* TASK BRIEF
Reproduce the data below line for line, changing nothing.

Coordinate labeling data:
++++++++
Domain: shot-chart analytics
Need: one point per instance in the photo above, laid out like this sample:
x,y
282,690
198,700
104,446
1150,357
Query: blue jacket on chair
++++++++
* FULL RESPONSE
Domain: shot-chart analytics
Need: one point per instance in the photo above, laid out like this sample:
x,y
282,690
198,700
104,446
1150,357
Query: blue jacket on chair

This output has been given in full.